Region labeling items
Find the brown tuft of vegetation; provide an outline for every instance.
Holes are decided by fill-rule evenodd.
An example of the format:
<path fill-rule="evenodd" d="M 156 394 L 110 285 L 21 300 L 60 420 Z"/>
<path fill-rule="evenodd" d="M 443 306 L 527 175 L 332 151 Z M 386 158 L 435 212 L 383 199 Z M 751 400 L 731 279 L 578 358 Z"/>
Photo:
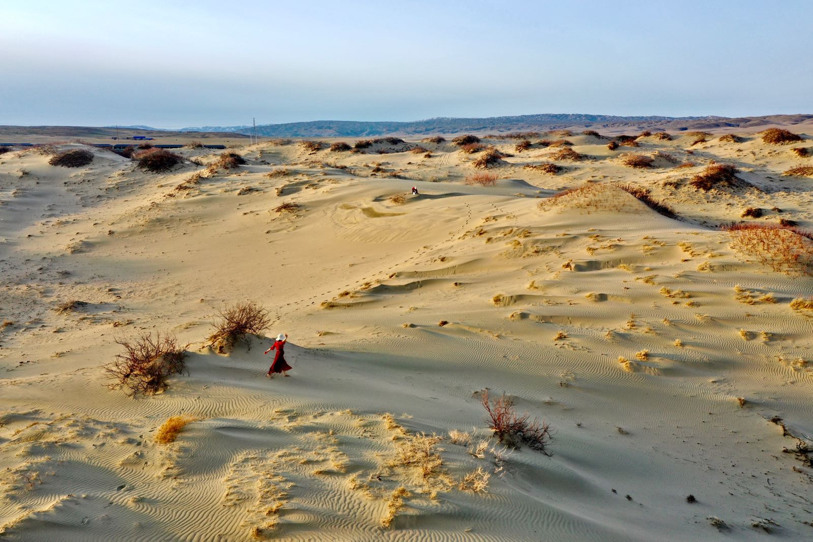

[AIM OF THE EXERCISE] Return all of the data above verbatim, line by line, but leave out the pictures.

[WRITTEN RESPONSE]
Find the brown tuft of vegetation; provide an outline for every instance.
Holes are decided by fill-rule evenodd.
An example of the format:
<path fill-rule="evenodd" d="M 156 394 L 110 285 L 21 300 L 60 420 Z"/>
<path fill-rule="evenodd" d="M 443 306 L 527 175 L 332 151 Z M 386 158 L 435 212 L 383 199 Z M 751 400 L 731 279 L 578 358 Z"/>
Photo:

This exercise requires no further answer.